[TASK PROMPT] Count the lines below that contain the string "face", where uppercase and lowercase count as different. Reply with the number alone.
···
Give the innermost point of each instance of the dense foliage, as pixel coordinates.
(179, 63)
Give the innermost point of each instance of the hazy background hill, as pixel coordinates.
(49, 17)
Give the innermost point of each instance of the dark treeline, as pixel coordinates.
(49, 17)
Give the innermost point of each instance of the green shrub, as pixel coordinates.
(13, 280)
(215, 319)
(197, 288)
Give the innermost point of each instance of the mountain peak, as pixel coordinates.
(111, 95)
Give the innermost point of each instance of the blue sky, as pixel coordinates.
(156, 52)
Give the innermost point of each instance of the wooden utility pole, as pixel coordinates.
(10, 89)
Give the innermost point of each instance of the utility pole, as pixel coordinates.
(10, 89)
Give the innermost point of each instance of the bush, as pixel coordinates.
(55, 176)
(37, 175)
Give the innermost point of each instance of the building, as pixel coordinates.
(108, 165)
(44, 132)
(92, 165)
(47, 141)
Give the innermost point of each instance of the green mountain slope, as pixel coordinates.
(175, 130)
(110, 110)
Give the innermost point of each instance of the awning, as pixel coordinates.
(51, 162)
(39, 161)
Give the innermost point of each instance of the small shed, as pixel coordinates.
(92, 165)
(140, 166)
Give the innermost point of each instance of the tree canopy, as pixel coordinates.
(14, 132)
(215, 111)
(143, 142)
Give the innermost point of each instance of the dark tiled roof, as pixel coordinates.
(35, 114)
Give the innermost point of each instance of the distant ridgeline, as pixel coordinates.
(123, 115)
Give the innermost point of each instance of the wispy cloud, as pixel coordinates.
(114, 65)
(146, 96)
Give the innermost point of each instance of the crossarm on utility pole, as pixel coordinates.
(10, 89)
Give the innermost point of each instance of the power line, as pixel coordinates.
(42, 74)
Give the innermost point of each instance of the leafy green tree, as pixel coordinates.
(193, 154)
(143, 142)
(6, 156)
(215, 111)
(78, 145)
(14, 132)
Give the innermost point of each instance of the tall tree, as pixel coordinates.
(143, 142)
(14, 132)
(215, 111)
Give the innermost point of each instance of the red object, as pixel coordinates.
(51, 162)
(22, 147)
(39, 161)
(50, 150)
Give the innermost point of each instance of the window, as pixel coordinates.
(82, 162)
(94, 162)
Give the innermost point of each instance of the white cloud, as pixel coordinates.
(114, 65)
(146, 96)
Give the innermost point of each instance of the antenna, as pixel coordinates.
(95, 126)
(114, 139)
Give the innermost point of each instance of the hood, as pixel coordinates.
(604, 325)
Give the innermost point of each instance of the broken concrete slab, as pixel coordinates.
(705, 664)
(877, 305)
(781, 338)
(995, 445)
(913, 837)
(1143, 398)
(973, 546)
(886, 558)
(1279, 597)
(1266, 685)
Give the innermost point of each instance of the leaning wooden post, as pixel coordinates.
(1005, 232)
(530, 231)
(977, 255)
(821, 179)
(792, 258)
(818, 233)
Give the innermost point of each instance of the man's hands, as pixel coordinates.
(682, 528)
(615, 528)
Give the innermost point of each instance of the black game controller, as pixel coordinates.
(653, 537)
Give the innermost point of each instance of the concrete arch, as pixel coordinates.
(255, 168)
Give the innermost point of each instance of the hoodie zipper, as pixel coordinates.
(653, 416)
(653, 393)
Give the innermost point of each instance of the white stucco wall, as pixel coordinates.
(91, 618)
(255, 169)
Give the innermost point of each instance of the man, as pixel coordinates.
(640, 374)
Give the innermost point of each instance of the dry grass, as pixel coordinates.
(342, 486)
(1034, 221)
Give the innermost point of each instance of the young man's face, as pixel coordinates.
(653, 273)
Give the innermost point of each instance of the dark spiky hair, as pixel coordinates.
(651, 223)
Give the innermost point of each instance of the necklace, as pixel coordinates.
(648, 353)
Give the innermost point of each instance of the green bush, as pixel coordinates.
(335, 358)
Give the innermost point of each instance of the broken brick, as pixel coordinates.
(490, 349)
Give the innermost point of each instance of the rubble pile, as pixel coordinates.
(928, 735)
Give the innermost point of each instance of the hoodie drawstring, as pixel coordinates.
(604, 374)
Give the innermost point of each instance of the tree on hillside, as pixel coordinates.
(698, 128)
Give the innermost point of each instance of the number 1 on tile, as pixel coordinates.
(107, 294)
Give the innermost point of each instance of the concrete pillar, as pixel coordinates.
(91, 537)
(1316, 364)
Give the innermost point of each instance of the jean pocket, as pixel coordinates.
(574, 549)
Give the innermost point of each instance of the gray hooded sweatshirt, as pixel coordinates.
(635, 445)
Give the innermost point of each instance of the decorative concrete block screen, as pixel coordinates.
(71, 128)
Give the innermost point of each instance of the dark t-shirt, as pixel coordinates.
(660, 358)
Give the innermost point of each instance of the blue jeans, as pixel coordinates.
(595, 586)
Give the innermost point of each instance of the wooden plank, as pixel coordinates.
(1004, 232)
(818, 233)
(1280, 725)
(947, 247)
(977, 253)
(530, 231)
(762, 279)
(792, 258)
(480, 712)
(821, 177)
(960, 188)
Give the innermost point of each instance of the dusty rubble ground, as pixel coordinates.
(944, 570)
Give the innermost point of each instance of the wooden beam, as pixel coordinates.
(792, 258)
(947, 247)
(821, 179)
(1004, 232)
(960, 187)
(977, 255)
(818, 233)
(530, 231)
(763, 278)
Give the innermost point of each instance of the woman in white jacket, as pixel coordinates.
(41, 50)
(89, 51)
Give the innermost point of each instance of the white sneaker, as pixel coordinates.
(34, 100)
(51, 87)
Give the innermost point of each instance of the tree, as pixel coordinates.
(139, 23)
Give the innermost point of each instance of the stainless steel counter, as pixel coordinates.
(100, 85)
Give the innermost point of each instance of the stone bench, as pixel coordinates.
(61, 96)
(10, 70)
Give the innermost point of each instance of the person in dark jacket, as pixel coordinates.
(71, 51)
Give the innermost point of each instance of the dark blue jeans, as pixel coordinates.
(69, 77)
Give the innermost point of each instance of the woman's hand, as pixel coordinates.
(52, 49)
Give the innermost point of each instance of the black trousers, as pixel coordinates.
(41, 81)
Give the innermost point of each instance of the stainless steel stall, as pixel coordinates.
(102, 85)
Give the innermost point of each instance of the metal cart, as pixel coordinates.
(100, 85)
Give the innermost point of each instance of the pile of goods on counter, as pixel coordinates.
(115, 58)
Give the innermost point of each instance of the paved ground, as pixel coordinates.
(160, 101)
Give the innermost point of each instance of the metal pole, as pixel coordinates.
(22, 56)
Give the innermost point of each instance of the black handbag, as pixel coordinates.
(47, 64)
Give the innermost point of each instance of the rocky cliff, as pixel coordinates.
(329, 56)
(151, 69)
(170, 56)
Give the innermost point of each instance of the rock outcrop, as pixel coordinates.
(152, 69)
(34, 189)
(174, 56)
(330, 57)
···
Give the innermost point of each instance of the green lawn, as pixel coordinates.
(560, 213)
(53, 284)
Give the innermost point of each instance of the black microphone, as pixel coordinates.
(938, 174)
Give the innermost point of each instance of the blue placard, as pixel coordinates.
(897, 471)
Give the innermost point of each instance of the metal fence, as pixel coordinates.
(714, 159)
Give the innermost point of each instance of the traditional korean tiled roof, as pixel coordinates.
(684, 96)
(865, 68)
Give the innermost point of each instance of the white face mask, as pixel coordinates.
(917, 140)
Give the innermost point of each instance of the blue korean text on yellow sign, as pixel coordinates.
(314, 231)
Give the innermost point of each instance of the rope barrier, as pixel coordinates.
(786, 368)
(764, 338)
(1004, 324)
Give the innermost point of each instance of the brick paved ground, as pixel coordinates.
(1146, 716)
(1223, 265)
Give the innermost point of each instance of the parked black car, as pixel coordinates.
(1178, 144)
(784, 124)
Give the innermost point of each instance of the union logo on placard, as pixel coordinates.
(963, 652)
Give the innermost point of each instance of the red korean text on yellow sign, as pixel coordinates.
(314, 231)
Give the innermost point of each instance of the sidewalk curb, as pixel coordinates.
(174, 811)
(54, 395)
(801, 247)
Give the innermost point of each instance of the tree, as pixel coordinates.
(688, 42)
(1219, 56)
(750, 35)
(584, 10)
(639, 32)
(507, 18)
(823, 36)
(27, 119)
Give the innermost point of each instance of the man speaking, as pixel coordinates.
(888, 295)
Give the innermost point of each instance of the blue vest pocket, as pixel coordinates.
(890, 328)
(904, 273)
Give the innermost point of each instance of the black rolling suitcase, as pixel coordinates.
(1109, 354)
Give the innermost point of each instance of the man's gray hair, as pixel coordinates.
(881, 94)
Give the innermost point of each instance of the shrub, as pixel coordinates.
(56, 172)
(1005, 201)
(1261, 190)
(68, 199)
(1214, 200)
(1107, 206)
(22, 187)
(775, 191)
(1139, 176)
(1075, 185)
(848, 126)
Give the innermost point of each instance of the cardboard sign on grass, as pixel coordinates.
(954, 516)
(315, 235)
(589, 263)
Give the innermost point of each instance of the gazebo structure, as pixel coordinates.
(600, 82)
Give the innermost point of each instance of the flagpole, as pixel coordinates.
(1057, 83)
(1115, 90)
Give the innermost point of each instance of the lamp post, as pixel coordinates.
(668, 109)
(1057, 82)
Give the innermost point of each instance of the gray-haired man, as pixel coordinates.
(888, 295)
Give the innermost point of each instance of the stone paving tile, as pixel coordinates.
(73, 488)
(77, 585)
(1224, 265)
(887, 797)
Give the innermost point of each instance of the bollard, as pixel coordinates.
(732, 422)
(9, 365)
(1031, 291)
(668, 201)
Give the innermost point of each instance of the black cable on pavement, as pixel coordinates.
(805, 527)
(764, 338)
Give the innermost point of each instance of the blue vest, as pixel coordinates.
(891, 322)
···
[RESULT BELOW] 2